TASKS TO CARRY OUT
1. In the Hilda Pinnix-Ragland biography, rewrite the lines between "- Born: Hilda" and "executive (born 1955)", inclusive, swapping "business executive" for "corporate leader".
2. Name every vice president title that the Hilda Pinnix-Ragland biography says she has held.
3. Extend the Hilda Pinnix-Ragland biography past its last sentence.

SUPPLIED PASSAGE

■ ■ ■ ■

- Born: Hilda Pinnix May 1955 (age 71) Hillsborough, North Carolina, U.S.
- Education: North Carolina A&T State University Duke University
- Occupations: business executive, philanthropist
- Spouse: Alvin Glendale Ragland
- Children: 1

= Hilda Pinnix-Ragland =

American business executive (born 1955)

Hilda Pinnix-Ragland (born May 1955) is an American business executive and philanthropist. As the former Vice President of Corporate Public Affairs for Duke Energy, she was the first African-American woman to serve as a vice president at the company. She previously worked as the Vice President of Energy Delivery Services, Vice President of the North Region, and Vice President of Economic Development for Progress Energy Inc and was the first African-American woman to serve as a vice president. She currently serves on the board of directors for RTI International as Chair Audit & Risk Committee, in 2016, she was appointed to the 8 Rivers Capital, an energy technology company's Board and in 2020 she was appointed to the Board of Directors of Southwest Water Company. She is often the first African-American woman board member. Pinnix-Ragland also serves as the chairwoman of the board of trustees at North Carolina A&T State University. In May 2017 she co-authored the book The Energy Within Us: An Illuminating Perspective from Five Trailblazers.

■ ■ ■ ■

RECORDED INFORMATION

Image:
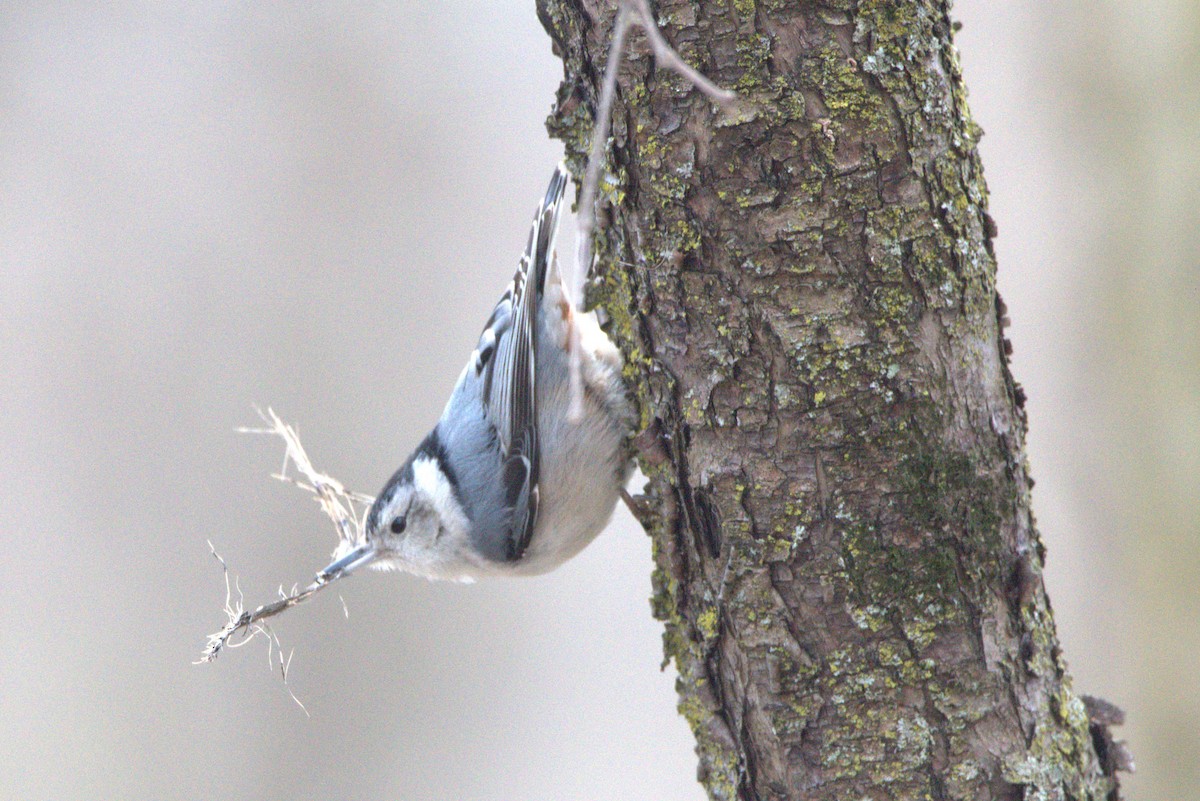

■ ■ ■ ■

RESULTS IN ORDER
1.
- Born: Hilda Pinnix May 1955 (age 71) Hillsborough, North Carolina, U.S.
- Education: North Carolina A&T State University Duke University
- Occupations: corporate leader, philanthropist
- Spouse: Alvin Glendale Ragland
- Children: 1

= Hilda Pinnix-Ragland =

American corporate leader (born 1955)

2.
Vice President of Corporate Public Affairs (Duke Energy)
Vice President of Energy Delivery Services (Progress Energy Inc)
Vice President of the North Region (Progress Energy Inc)
Vice President of Economic Development (Progress Energy Inc)

3.
== Early life and education ==
Pinnix-Ragland grew up in Hillsborough, North Carolina on her family's angus farm, the daughter of Lloyd Lee Pinnix and Irene Miles. Her family had been African-American landowners for five generations. In 1965 she was escorted to school by members of the United States Marshals Service during the integration of Aycock Elementary School.

As a teenager she was a member of the track and field team at Orange High School, was a Girl Scout, and participated in the youth organization 4-H. Pinnix-Ragland got her bus driver license in Orange County while in school, and was one of the first female school bus drivers in the county, and also worked at her uncle's gas station. She graduated from high school in 1973.

She graduated magna cum laude from North Carolina A&T State University, where she was a member of Alpha Kappa Alpha, in 1977 with a degree in accounting. She obtained a master of business administration degree in finance from Duke University's Fuqua School of Business in 1986. She also completed Harvard University's Kennedy School of Public Policy Executive Leadership program and completed graduate studies in taxation at St. John's University.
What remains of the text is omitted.